## Text shown
EXPEDIA GROUP TECHNOLOGY — DATA

Market Segmentation for Geo-Testing at Scale

Increasing experiment volumes and efficiency with a little preparation

Jasmine Holdsworth

Published in

Expedia Group Technology

10 min readFeb 28, 2023

The revival of geo-testing

Geo-testing, the process of using geographical locations to help businesses understand the impact of their marketing activity, is enjoying a revival. Accurately measuring the effect of digital campaigns has been affected by privacy changes initiated by Apple™️, a decline in third-party cookie data, increased usage of incognito browsing, information loss due to cross-device usage and multiple touches along the customer journey. Meta™️ considers geo-experiments “one of the best ways to quantify ad effectiveness through lift” and recently released its open-source solution GeoLift.

Geo-testing at Expedia Group

At Expedia Group™️, we perform up to 40 geo experiments per year globally. These experiments span three brands and multiple marketing channels and are essential to quantify the success of our marketing campaigns.

We have our own in-house geo-testing tool, EGGX (EG Geo Experimentation). It was created and has continuously improved since 2017. It creates a synthetic control from a group of geographical areas that best reflect the activity in the test regions. This synthetic control is then used to measure the lift that could be attributed to our marketing efforts.

Here is a simple overview of how we perform geo tests:

A line graph showing two lines that are close together during the pre-test and pre-test holdout period, diverge during the test period, and re-converge again in the post-test period. — *The stages of a geo-test within Expedia Group (illustrative).*

Pretest period Establish a geo-match
Pretest holdout period Confirm synthetic control behaviour continues to represent the behaviour in the test regions
Test period Treatment occurs in test regions
Cooldown period Observe re-convergence between test and synthetic control

Common geo-testing issues

Several pitfalls can occur while trying to set up a geo-test:

Representativeness If you apply the learnings from your test nationally, you need to make sure that your test and control regions represent the entire market in elements such as customer type, device usage and other customer behaviours.
Geographical spread Your experiment needs to be robust enough to withstand unforeseen, region-specific events such as natural disasters or geo-tagging issues. If you are running a test in the United States and an event occurs that means that the East Coast behaves anomalously, having the rest of your test or control regions spread across other unaffected areas of the country could save your experiment. Geographic spread is also essential for national representativeness.
Determining the right geo-grain Deciding the right-sized geographical regions (geo-grain) to experiment on can be tricky. Too small (e.g., city, zip code) and you run the risk of contamination from commuters or inaccurate geo-tagging. Too large (e.g., country-wide) and you run the risk of not being able to find representative controls.
Time-efficiency Geo-testing is time-consuming due to the process of designing, launching, and waiting for re-convergence before even beginning to analyse results. Additionally, geographic regions used in one experiment mustn’t be used in another until any campaign effect has “cooled down”. These considerations place a limit on the number of experiments that can be performed in a year.

## Stated goal A
Which pitfalls does the geo-testing article list under its section on common geo-testing issues?

## Records to use

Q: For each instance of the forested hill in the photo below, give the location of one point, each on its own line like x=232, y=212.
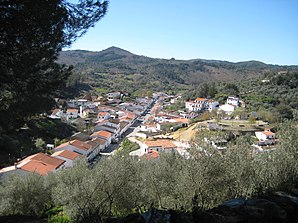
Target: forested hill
x=160, y=74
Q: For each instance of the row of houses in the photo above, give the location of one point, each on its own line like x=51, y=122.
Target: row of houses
x=203, y=104
x=107, y=129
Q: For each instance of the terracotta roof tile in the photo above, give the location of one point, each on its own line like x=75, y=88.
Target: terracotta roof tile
x=160, y=143
x=102, y=133
x=40, y=163
x=66, y=154
x=152, y=154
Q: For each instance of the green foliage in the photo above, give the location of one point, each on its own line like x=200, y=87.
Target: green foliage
x=126, y=147
x=29, y=74
x=119, y=185
x=39, y=143
x=24, y=195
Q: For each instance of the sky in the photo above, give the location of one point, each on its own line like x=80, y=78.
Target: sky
x=231, y=30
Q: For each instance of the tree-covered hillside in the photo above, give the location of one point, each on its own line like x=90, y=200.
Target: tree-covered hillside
x=118, y=69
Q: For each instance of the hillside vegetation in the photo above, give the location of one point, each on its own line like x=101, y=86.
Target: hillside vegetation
x=118, y=69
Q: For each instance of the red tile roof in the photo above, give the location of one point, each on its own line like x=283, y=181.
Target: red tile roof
x=76, y=143
x=40, y=163
x=160, y=143
x=81, y=145
x=66, y=154
x=99, y=141
x=152, y=154
x=102, y=133
x=72, y=110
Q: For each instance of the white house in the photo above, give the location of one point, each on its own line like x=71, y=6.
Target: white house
x=76, y=146
x=165, y=146
x=265, y=135
x=72, y=113
x=56, y=114
x=211, y=105
x=233, y=101
x=150, y=127
x=113, y=95
x=103, y=115
x=201, y=104
x=38, y=163
x=102, y=134
x=227, y=108
x=69, y=157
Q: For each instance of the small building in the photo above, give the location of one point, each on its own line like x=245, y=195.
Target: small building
x=72, y=113
x=227, y=108
x=265, y=135
x=56, y=114
x=69, y=157
x=103, y=115
x=39, y=163
x=77, y=146
x=233, y=101
x=201, y=104
x=102, y=134
x=165, y=146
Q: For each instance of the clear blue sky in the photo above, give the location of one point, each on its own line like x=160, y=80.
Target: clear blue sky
x=232, y=30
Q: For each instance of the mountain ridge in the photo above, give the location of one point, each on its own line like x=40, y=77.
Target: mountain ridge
x=117, y=68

## Stated goal B
Can you switch "mountain ridge" to "hill crest" in the records, everywhere from the line containing "Q: For each instance of the mountain" down to the end of the records, and give only those lines back with everything else unchanged?

## Result A
Representativeness
Geographical spread
Determining the right geo-grain
Time-efficiency

## Result B
Q: For each instance of the hill crest in the photo above, give the location of one point, each on its own line like x=40, y=77.
Target: hill crest
x=117, y=68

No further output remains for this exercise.